ACG: Action Coherence Guidance for Flow-based VLA models
Minho Park, Kinam Kim, Junha Hyung, Hyojin Jang, Hoiyeong Jin, Jooyeol Yun, Hojoon Lee, Jaegul Choo
2025-10-28
Summary
This paper focuses on improving how robots follow instructions based on both what they see and what they're told to do, specifically when learning from watching humans. It addresses a common issue where robots mimic human movements too closely, including imperfections, which leads to clumsy and inaccurate actions.
What's the problem?
When robots learn by watching humans perform tasks, they often copy everything, even the little mistakes like shaky hands or pauses. This 'noise' in the human demonstrations makes the robot's movements less smooth and consistent, causing it to drift off course and fail, especially in tasks that require precise movements like carefully manipulating objects. Essentially, the robot is too literal and doesn't understand the *intent* behind the action, just the exact way a human did it.
What's the solution?
The researchers developed a method called Action Coherence Guidance (ACG) that helps the robot smooth out its actions *while* it's performing a task, without needing any extra training. It's like a real-time 'coach' that encourages the robot to make its movements more fluid and purposeful, ignoring the small imperfections it learned from the human demonstrations. This guidance is applied during the robot's operation, not during the learning phase.
Why it matters?
This work is important because it makes robots much more reliable at performing complex tasks, particularly those requiring fine motor skills. By improving the smoothness and accuracy of robot movements, ACG allows robots to successfully complete tasks in various environments, including real-world scenarios, and opens the door for more practical applications of robot assistants.

**Stored data**
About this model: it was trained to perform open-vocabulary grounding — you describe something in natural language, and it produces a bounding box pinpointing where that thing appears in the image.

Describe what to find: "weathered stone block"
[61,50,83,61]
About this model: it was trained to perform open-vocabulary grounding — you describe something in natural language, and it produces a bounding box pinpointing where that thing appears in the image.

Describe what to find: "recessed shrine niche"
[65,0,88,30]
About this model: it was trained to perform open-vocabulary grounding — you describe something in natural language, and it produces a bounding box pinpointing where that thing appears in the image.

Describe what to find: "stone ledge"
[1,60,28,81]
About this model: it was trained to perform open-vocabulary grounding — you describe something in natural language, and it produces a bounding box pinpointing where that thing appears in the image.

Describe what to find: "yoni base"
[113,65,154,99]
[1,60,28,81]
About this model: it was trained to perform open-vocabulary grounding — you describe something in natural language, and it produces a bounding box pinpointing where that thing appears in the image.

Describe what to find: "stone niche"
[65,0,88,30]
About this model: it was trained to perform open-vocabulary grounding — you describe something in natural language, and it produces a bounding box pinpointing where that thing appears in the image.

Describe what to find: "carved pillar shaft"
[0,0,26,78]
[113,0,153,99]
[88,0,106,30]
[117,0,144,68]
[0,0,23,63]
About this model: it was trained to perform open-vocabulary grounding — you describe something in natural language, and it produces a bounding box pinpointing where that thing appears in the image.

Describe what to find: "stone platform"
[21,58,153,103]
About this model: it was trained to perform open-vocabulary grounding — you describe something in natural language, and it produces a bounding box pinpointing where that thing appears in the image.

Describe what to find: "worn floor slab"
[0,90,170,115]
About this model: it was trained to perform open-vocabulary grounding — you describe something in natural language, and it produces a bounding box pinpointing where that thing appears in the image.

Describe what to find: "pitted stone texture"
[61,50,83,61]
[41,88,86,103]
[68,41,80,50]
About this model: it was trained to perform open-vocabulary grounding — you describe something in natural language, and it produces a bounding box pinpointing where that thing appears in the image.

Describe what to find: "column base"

**Task description**
Pick up the summary of the Action Coherence Guidance paper after its last sentence and continue it.

**The answer**
Abstract
Diffusion and flow matching models have emerged as powerful robot policies, enabling Vision-Language-Action (VLA) models to generalize across diverse scenes and instructions. Yet, when trained via imitation learning, their high generative capacity makes them sensitive to noise in human demonstrations: jerks, pauses, and jitter which reduce action coherence. Reduced action coherence causes instability and trajectory drift during deployment, failures that are catastrophic in fine-grained manipulation where precision is crucial. In this paper, we present Action Coherence Guidance (ACG) for VLA models, a training-free test-time guidance algorithm that improves action coherence and thereby yields performance gains. Evaluated on RoboCasa, DexMimicGen, and real-world SO-101 tasks, ACG consistently improves action coherence and boosts success rates across diverse manipulation tasks. Code and project page are available at https://github.com/DAVIAN-Robotics/ACG and https://DAVIAN-Robotics.github.io/ACG , respectively.